* What is needed
Please find each line in the records below that contains the word "safety" and copy those lines.
*** Given entries
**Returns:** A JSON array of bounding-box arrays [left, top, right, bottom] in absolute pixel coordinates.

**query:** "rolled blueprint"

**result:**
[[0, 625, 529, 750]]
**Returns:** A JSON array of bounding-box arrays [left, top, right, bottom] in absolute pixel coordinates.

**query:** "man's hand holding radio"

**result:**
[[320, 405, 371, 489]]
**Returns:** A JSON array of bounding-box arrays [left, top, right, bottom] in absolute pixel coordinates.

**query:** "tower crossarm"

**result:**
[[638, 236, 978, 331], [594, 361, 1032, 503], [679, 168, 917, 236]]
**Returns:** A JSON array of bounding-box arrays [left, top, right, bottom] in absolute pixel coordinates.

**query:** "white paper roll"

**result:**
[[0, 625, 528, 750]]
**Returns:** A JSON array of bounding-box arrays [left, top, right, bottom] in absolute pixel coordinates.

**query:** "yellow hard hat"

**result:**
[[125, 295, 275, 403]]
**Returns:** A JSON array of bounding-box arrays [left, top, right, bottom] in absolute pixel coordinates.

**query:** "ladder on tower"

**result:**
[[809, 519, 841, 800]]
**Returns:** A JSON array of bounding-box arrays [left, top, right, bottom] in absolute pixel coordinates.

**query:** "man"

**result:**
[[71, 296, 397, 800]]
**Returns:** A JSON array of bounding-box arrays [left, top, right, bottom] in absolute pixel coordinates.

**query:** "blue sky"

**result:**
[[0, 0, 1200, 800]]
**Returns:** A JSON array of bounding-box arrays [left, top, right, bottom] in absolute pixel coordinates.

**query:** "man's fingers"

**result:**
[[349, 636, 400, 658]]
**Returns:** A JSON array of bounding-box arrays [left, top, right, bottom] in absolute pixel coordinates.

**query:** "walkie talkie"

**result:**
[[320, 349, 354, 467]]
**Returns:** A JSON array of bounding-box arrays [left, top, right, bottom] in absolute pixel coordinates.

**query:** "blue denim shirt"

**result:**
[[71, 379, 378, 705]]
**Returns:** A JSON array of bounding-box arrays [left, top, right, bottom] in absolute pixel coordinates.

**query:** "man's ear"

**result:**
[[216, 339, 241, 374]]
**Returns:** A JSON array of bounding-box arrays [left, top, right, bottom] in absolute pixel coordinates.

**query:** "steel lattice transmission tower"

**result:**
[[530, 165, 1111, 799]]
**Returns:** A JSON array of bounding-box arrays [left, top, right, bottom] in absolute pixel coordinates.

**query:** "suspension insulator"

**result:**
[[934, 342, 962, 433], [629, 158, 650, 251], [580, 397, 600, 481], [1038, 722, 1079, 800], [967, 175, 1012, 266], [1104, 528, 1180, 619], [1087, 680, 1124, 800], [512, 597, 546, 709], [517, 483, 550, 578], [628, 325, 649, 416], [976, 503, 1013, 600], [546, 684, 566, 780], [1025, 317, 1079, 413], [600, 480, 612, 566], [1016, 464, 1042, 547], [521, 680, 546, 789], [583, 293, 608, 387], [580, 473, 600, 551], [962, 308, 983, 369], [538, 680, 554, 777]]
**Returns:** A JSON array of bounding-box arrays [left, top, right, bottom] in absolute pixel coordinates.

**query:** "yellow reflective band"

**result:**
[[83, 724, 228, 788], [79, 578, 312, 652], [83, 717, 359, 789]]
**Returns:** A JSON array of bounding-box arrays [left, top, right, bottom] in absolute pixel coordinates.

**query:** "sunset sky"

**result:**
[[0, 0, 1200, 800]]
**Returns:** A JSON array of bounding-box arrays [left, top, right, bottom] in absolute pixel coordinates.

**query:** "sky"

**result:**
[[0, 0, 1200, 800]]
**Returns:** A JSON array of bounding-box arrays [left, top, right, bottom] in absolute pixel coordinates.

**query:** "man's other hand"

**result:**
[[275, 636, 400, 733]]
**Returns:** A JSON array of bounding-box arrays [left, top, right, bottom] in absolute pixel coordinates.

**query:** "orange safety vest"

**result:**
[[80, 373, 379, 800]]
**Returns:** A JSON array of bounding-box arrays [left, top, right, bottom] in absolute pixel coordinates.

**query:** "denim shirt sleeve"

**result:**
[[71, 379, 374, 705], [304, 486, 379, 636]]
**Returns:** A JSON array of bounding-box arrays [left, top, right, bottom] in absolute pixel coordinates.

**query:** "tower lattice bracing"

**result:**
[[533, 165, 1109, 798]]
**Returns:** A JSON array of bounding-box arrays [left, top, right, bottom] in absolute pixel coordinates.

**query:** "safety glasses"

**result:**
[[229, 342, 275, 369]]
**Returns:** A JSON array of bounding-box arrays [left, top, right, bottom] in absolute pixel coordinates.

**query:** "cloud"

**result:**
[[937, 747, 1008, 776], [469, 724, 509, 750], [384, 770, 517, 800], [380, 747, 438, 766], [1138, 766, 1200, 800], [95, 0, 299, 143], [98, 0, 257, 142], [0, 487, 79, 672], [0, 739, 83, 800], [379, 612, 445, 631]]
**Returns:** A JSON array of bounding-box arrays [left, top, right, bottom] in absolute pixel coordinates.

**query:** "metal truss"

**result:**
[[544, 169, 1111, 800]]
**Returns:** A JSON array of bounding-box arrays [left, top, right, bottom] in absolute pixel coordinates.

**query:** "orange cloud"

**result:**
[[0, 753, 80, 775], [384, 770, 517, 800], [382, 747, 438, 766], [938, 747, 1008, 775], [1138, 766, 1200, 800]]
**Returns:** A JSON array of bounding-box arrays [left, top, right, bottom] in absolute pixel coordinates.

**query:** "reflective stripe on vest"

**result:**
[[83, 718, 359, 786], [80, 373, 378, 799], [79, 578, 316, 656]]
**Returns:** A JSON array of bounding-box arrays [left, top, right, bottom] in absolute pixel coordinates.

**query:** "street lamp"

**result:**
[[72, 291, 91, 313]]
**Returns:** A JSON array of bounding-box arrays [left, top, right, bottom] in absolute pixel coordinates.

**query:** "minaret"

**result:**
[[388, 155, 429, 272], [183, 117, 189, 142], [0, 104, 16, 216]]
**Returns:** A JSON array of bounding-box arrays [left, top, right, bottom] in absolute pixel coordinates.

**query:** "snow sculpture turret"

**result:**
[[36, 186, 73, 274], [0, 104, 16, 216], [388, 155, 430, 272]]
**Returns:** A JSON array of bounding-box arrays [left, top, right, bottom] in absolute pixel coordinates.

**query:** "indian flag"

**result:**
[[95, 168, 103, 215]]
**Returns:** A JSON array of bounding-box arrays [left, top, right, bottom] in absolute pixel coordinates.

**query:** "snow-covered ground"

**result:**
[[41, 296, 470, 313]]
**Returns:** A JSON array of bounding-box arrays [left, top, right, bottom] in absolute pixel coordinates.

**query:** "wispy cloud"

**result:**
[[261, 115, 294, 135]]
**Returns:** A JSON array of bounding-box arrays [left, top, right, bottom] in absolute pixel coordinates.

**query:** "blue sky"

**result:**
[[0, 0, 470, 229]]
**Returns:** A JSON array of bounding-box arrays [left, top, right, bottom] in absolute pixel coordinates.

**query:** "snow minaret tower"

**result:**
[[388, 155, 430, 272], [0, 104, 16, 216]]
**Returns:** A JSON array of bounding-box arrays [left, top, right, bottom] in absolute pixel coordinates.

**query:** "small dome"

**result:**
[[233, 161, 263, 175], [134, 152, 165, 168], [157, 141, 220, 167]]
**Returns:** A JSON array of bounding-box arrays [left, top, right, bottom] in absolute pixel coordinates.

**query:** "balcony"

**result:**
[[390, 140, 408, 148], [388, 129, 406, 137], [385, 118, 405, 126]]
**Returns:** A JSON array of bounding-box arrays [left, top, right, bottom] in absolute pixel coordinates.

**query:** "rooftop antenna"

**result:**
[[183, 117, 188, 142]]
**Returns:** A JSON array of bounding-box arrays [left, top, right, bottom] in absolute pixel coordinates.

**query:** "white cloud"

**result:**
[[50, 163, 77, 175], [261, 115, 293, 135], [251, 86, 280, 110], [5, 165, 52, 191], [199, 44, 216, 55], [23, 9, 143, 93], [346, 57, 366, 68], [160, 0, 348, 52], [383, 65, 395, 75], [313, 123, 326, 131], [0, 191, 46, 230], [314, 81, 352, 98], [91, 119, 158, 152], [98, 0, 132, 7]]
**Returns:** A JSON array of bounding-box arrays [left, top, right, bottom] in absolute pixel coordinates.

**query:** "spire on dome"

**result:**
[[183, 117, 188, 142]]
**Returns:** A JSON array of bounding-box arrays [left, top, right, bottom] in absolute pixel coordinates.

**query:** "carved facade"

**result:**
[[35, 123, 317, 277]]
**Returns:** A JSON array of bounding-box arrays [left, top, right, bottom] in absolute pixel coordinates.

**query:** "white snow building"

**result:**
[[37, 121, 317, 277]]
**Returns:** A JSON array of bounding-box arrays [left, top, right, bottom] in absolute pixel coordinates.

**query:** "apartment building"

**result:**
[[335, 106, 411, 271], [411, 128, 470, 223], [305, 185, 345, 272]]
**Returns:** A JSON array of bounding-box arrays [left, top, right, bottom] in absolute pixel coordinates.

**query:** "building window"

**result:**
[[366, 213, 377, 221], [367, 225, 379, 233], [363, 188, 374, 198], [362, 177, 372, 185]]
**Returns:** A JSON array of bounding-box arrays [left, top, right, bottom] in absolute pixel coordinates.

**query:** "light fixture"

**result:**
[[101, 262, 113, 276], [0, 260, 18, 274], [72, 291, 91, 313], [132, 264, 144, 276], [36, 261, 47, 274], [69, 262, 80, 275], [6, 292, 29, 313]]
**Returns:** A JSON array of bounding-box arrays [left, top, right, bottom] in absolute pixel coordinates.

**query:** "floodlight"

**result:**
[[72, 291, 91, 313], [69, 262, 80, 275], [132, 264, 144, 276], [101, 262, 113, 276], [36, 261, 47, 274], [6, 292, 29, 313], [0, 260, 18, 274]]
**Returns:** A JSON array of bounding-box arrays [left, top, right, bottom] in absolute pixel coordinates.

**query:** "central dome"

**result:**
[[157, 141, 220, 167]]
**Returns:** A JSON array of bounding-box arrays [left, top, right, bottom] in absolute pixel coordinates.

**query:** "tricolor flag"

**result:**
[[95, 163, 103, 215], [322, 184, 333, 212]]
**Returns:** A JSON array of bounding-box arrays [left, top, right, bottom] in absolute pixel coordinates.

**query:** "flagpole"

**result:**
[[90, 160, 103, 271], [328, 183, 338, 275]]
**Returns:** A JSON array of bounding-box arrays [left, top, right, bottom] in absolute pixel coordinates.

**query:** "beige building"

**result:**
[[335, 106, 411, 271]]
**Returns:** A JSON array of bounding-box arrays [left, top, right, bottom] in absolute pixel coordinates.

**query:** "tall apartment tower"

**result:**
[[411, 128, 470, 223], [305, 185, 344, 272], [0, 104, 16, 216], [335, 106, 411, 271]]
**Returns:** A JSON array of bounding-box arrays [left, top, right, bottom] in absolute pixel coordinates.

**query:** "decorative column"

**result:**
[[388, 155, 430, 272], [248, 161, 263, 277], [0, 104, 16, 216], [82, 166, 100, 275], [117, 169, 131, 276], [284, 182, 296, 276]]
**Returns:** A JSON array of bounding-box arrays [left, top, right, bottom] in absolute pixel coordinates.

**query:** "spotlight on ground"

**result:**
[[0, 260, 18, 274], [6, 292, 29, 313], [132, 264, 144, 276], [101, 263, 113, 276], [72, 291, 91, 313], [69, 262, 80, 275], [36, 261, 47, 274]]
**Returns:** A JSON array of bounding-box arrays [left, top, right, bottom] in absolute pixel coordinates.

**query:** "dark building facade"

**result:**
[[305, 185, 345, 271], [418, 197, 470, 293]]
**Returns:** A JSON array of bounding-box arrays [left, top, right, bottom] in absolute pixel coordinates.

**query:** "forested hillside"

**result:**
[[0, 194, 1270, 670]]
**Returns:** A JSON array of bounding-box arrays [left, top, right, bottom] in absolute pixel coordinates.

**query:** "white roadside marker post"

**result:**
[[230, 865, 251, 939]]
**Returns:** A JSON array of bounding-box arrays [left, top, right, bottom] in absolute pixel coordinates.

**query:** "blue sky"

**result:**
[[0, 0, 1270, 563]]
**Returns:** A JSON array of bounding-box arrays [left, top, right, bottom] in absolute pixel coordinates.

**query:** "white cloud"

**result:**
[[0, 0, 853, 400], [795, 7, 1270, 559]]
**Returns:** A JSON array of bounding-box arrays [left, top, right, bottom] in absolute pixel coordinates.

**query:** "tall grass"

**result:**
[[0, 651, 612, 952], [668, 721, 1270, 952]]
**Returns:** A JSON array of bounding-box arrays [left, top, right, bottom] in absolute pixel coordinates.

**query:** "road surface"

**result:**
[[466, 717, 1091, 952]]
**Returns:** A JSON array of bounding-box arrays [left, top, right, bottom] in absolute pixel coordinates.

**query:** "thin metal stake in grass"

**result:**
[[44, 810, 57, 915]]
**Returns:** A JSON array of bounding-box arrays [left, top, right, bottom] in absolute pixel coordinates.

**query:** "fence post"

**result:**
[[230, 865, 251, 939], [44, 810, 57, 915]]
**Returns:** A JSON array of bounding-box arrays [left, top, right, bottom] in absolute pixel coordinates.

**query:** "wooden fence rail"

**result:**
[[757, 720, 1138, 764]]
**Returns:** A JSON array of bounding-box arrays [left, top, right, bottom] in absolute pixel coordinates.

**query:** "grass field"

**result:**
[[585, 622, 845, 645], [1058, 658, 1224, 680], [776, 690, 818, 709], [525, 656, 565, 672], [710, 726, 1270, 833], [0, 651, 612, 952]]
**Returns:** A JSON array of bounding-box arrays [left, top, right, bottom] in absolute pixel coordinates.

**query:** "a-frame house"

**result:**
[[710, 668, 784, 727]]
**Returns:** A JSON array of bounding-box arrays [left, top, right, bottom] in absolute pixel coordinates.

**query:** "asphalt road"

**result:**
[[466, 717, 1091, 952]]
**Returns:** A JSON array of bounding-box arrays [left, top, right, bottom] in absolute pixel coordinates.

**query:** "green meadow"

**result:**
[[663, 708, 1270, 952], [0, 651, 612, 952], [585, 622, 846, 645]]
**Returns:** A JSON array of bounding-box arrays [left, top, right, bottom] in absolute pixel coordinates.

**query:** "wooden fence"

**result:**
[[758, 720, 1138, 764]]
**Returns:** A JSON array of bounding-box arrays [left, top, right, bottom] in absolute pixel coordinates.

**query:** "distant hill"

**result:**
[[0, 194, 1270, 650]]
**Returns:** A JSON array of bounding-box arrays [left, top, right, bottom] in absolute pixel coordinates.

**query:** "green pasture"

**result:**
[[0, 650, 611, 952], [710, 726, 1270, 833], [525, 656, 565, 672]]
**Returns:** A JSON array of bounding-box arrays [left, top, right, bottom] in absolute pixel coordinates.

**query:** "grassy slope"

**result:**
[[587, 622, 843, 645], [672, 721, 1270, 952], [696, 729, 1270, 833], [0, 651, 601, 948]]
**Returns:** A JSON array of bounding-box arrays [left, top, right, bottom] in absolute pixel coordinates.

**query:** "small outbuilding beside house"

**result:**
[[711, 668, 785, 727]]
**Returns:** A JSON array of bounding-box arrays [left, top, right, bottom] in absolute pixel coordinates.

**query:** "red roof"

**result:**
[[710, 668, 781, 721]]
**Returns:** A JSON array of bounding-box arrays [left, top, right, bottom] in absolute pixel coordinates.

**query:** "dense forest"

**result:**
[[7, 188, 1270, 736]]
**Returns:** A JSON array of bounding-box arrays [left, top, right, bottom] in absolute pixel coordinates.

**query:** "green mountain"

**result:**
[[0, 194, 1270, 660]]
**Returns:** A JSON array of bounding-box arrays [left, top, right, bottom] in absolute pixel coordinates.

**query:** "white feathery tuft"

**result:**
******
* Exercise result
**query:** "orange safety vest"
**query:** "safety glasses"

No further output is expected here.